- **DO THIS**
Return each line below that contains the string "Input", copied in full.
— start of DATASET EXCERPTS —
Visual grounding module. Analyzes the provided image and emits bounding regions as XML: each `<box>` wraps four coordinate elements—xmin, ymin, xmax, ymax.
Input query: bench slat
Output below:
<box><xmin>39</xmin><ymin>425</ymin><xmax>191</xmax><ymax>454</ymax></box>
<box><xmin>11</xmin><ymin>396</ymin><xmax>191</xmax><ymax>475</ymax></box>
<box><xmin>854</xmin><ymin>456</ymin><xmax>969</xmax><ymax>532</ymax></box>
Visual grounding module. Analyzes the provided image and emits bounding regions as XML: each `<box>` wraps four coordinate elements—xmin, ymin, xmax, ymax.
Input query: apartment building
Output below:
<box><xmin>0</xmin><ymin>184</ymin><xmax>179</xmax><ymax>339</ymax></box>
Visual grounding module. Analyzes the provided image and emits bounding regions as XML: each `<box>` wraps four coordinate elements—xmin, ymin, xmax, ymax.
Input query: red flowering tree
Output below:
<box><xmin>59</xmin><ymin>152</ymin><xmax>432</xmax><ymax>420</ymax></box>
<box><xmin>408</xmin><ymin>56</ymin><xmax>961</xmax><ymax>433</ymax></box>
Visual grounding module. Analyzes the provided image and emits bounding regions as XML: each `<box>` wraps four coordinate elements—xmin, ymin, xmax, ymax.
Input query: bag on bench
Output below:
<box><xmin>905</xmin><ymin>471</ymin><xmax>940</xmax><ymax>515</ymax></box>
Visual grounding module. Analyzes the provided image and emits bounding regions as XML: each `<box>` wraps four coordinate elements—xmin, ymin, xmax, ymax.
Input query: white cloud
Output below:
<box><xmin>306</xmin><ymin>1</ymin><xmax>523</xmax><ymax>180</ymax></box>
— end of DATASET EXCERPTS —
- **WRITTEN SOLUTION**
Input query: bench slat
Input query: apartment building
Input query: red flowering tree
Input query: bag on bench
Input query: white cloud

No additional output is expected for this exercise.